**SET EXERCISE 1**:
Which Satellite Based Augmentation System is named in the text on GNSS positioning?

Current consumer GNSS receivers depend on the measurement of the time that a signal takes to travel from the GNSS satellites to the receiver. Several factors affect the precise measurement of the travel time of the signal such as atmospheric delays, reflection on surfaces (multipath effect), shifts in satellite orbits, clock errors and relativistic effects. With the usage of a Satellite Based Augmentation System such as EGNOS, those errors are minimized but not completely eliminated. Due to the possible existence of errors in the reported position, integrity mechanisms are available by SBAS to provide a level of confidence in the calculated position. The positioning applications should always consider that the reported position of the device might be wrong and should use these integrity mechanisms, if available, in order to present to the user the level of confidence that exists for the reported location. Also, the positioning applications should adapt their behaviour depending on the integrity of the calculated location. For example, a tracking application should display the location of the tracked object and present the confidence level of the calculated position (e.g. ± 5m).

**SET EXERCISE 2**:
Pick out every line of the records below that contains the string "snow". Case counts.

[Records from a data source]
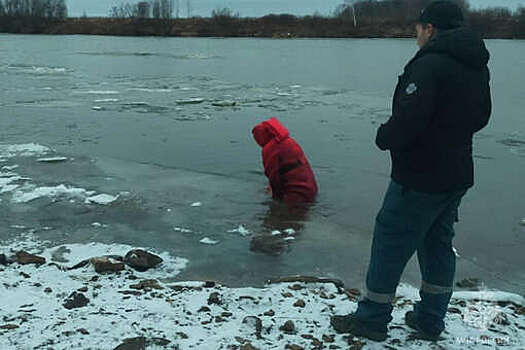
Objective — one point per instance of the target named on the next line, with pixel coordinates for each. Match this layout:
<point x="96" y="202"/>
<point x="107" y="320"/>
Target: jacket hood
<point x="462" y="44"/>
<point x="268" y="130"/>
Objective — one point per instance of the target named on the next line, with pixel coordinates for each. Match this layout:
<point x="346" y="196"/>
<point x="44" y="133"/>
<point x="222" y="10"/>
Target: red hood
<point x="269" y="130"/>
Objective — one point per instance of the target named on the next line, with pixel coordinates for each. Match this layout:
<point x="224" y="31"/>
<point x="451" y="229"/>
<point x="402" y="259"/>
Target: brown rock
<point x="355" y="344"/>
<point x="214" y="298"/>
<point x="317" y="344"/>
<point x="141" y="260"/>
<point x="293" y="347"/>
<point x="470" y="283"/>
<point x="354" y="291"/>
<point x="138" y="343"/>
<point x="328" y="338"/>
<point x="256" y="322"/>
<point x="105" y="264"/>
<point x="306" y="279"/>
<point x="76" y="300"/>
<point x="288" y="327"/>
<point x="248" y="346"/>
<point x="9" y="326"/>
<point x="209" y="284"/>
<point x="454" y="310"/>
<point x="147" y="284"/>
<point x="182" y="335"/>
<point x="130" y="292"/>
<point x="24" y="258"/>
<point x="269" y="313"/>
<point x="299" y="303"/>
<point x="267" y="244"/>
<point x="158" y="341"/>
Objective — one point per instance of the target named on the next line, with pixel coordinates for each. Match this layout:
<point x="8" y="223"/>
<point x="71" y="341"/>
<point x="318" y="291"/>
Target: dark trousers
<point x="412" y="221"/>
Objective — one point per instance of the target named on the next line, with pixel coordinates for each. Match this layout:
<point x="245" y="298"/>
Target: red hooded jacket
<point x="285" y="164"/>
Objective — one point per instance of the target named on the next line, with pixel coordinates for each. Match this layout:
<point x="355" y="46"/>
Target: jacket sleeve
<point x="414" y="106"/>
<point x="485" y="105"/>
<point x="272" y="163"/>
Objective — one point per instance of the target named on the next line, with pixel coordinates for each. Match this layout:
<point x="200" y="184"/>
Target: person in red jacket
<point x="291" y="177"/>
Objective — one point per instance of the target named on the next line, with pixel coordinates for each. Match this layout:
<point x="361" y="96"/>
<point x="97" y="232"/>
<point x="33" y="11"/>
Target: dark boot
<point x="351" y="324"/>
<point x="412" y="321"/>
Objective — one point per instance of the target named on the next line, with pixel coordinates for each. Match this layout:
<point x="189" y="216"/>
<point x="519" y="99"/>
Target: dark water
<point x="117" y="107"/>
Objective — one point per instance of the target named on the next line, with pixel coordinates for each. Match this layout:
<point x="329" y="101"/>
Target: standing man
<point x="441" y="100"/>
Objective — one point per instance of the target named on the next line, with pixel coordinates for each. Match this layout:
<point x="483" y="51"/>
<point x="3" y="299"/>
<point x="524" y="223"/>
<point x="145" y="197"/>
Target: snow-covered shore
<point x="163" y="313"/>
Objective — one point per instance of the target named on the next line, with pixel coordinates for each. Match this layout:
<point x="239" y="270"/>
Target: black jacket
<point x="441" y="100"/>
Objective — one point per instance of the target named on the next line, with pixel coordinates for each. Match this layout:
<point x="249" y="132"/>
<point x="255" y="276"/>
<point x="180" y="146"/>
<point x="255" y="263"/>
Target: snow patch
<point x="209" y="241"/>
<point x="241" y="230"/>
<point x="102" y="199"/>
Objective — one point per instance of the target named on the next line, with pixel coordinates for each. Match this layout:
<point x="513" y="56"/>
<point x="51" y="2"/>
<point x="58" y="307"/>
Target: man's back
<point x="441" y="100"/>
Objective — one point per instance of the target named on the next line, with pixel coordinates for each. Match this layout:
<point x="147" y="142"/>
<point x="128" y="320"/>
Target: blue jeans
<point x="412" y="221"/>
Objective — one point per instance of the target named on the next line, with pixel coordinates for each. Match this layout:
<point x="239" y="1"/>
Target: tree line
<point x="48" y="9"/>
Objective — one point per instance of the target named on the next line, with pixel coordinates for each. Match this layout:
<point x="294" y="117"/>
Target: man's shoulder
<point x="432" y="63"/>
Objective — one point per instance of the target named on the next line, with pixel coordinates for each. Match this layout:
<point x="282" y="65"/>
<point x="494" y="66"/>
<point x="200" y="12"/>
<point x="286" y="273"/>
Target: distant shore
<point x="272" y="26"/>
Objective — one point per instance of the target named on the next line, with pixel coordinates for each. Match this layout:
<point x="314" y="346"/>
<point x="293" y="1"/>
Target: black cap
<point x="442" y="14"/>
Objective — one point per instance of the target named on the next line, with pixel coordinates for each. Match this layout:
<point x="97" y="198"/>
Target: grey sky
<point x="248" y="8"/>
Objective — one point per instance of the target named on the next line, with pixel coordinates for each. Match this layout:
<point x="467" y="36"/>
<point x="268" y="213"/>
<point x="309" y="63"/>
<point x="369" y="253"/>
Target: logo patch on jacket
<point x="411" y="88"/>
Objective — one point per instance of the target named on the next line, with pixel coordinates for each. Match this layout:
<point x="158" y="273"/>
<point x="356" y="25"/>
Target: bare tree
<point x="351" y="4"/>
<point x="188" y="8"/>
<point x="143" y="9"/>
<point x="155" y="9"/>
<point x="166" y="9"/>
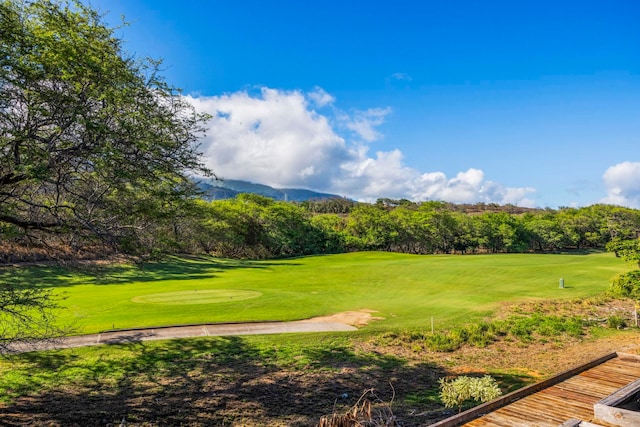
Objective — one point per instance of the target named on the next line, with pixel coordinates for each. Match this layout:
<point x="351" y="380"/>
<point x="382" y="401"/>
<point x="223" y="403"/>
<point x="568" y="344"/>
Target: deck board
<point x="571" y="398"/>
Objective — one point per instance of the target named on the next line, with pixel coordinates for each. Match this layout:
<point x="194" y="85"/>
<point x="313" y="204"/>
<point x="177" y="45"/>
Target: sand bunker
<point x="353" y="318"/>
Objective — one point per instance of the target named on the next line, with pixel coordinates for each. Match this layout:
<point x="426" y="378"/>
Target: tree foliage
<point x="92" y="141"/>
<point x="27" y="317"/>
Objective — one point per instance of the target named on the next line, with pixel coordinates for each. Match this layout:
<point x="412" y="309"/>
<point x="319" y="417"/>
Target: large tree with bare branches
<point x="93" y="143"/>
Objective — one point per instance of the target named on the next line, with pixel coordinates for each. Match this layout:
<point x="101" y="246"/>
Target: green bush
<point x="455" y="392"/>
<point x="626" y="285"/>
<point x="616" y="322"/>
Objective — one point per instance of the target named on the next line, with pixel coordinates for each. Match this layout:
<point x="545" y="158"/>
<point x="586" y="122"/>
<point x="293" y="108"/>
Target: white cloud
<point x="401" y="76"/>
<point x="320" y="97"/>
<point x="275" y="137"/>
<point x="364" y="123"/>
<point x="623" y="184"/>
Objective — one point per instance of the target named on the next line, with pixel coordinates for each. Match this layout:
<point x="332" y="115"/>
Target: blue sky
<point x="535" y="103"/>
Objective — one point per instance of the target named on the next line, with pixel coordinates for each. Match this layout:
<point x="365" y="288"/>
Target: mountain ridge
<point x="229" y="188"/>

**TASK OUTPUT 1**:
EGNOS

**TASK OUTPUT 2**:
Target: snow-covered shore
Target: snow patch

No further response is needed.